> _Supplied information_:
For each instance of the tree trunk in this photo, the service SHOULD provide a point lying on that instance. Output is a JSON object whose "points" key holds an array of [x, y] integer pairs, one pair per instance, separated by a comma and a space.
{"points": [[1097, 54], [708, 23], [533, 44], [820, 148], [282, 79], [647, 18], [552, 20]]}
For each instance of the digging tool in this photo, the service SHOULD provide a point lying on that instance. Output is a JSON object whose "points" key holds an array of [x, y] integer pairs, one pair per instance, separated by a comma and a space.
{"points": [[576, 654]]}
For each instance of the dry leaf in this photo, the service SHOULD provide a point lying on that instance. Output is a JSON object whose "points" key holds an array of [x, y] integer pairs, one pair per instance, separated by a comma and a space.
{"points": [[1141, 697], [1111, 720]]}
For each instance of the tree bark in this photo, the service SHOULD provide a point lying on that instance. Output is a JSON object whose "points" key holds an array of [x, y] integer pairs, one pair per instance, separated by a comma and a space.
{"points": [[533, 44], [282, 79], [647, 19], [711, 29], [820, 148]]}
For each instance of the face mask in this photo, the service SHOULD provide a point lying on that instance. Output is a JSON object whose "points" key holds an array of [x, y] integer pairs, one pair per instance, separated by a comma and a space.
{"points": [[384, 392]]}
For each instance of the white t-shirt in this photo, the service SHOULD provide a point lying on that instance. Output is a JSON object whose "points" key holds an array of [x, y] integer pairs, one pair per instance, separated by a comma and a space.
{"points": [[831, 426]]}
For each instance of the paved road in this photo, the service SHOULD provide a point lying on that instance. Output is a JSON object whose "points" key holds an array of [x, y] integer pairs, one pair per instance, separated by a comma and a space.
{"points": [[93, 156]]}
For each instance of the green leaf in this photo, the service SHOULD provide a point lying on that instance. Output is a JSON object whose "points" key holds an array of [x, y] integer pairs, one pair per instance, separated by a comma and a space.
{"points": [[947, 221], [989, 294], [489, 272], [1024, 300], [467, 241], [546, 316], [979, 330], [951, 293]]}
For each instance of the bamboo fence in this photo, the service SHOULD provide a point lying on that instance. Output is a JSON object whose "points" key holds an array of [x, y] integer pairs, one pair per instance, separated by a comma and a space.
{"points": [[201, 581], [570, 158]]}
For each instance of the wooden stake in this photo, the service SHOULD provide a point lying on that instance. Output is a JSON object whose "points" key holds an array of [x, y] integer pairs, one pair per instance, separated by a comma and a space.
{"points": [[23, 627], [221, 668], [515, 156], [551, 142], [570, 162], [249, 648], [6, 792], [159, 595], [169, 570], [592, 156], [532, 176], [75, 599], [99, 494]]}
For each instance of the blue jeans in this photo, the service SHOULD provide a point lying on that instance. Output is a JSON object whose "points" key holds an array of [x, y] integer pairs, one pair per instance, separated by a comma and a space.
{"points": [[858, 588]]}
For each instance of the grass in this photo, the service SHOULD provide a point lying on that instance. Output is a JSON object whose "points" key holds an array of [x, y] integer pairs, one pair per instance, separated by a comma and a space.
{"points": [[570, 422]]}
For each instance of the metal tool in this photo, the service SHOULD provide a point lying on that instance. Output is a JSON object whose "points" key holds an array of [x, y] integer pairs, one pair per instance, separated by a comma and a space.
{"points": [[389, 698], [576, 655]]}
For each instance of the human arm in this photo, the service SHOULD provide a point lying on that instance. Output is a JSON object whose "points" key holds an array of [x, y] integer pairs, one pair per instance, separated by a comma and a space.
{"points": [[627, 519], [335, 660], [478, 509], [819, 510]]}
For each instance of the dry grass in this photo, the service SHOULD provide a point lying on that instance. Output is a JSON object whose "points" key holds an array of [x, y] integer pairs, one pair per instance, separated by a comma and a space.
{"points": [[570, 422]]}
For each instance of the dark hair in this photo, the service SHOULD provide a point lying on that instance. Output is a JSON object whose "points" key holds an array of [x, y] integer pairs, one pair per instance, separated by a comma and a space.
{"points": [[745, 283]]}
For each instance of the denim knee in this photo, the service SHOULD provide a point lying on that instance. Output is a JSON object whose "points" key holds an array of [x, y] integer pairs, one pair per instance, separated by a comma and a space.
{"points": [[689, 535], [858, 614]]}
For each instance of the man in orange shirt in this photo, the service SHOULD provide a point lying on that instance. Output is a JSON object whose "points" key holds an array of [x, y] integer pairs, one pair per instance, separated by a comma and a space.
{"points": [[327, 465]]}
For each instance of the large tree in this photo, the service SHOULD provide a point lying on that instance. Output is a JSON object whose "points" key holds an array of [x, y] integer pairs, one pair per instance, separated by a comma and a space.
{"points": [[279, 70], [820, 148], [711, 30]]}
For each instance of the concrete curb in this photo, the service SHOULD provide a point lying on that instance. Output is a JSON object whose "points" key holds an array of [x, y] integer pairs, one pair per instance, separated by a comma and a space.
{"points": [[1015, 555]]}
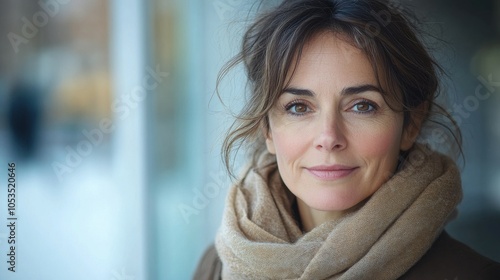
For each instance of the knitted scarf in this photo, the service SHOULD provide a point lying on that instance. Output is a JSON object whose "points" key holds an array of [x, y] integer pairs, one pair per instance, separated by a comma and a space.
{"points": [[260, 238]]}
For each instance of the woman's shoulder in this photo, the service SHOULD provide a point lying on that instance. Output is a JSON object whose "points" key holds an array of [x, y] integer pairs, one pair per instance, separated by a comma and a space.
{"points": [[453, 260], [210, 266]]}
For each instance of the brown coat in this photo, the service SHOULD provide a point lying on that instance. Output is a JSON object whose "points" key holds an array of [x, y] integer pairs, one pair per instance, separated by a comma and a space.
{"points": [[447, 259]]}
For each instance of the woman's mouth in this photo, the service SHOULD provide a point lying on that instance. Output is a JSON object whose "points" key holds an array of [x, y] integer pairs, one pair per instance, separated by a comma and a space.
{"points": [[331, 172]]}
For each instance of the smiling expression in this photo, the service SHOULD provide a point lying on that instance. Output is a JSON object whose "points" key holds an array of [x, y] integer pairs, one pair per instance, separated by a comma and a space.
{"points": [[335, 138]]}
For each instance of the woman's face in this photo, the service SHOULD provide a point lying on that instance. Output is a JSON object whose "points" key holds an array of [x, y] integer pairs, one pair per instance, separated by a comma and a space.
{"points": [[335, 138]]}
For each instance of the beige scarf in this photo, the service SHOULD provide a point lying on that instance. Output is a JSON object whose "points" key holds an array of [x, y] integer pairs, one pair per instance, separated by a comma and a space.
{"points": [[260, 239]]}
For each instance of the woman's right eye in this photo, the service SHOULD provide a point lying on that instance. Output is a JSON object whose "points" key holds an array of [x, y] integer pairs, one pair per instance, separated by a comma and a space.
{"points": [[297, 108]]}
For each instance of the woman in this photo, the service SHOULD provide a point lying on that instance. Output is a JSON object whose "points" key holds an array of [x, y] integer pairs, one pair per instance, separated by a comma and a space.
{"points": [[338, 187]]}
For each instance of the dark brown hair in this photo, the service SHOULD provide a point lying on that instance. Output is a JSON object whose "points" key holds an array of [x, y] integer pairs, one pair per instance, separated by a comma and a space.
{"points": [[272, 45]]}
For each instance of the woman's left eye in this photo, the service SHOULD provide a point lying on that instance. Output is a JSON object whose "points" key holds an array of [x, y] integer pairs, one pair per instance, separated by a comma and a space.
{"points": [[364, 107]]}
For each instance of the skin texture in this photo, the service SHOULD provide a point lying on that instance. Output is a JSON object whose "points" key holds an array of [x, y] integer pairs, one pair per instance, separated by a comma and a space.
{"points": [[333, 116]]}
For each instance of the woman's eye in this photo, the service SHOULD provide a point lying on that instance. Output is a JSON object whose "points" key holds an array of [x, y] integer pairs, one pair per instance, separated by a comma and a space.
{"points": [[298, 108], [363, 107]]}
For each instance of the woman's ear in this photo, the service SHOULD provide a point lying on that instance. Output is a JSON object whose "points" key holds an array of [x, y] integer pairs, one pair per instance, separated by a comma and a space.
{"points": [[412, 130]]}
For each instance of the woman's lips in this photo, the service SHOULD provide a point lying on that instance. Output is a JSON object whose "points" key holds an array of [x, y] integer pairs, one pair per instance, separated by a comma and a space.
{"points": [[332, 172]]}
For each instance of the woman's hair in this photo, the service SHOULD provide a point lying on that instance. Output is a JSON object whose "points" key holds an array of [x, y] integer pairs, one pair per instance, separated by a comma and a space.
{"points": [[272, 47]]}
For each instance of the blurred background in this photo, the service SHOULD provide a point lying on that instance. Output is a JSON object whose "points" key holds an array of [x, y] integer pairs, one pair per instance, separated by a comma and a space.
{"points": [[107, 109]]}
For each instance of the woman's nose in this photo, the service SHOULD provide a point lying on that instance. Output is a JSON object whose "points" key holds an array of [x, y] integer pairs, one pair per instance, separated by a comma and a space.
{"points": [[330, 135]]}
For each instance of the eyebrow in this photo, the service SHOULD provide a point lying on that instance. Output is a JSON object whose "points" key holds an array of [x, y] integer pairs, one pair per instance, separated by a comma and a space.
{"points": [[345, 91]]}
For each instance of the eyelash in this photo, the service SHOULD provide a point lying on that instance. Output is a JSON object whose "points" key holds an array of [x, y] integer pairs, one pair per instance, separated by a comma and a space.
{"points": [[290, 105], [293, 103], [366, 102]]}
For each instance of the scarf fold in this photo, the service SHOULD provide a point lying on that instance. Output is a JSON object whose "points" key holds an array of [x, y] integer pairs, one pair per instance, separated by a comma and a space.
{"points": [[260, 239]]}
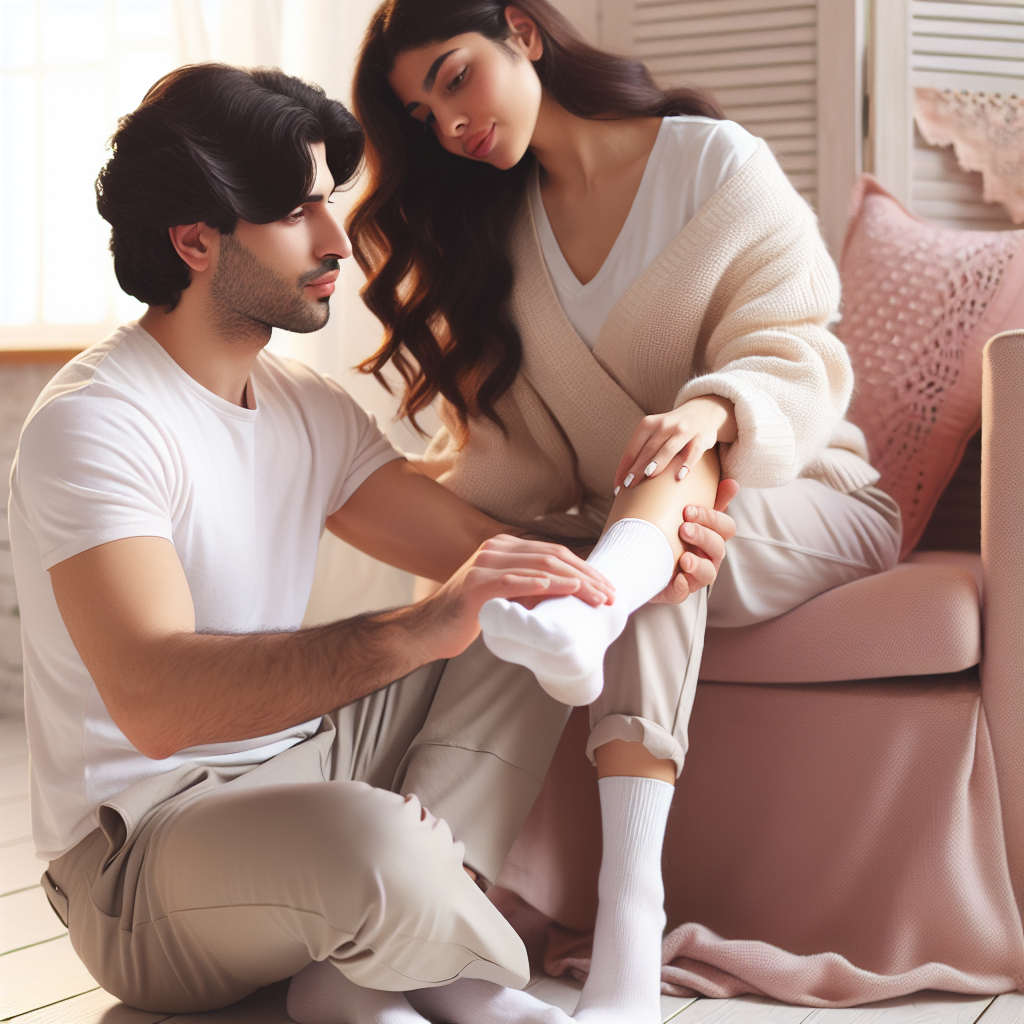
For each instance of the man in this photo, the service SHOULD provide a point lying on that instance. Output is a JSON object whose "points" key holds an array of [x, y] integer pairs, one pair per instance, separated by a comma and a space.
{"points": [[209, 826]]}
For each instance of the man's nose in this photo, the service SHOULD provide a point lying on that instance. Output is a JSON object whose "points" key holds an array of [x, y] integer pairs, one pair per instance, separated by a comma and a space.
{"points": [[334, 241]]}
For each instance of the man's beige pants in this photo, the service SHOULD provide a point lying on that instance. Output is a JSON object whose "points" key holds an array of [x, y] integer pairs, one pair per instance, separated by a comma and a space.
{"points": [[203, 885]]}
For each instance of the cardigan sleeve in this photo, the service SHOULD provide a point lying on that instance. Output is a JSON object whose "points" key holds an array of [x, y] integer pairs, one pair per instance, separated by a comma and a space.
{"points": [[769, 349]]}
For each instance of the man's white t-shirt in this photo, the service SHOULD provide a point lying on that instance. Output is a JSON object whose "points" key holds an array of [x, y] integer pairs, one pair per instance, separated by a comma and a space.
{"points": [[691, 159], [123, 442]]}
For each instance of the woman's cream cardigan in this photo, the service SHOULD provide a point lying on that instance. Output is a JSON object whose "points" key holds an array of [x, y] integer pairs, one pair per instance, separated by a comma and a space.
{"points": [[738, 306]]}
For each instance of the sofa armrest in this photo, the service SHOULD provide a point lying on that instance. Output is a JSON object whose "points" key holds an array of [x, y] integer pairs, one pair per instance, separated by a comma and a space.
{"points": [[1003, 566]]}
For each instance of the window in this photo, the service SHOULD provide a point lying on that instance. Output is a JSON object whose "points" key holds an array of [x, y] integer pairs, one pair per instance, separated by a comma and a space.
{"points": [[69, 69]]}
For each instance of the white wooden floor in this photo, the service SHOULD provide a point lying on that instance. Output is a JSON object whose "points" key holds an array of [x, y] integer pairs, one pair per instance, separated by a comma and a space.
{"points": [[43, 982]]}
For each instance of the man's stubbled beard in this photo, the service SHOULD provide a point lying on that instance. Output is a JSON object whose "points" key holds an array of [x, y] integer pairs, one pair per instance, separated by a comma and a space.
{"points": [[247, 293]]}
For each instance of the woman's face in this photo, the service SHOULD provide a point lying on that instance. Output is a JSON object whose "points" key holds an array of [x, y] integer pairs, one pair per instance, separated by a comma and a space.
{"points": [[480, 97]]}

> _Exercise details_:
Copy exactly. Start at the line containing "For each instance of the white wooden" and continue through the last line of the records.

> _Response to this exercise_:
For each instance of the white wooden floor in this photo, the service SHOULD provide a point lying on that instance. Output is a JSON object whose "points" key holds an array of [x, y] integer pairs, one pair per instance, separated by a comma and a space.
{"points": [[43, 982]]}
For each instance of the man's stubbled beard in this photo, the service SHOULD provide a point lying on that instance. Output is a JSON object whose "points" key holds an array of [x, y] integer pairs, one pair per instance, separated by a comma and a space.
{"points": [[247, 293]]}
For each instance of the woman's face in this photo, the service SHOULD provide a point lying on that instance. Output is a JSON object whose "points" key holds an array of [x, y] integer pairs, one pair per instance, separated by a comma and a space.
{"points": [[480, 97]]}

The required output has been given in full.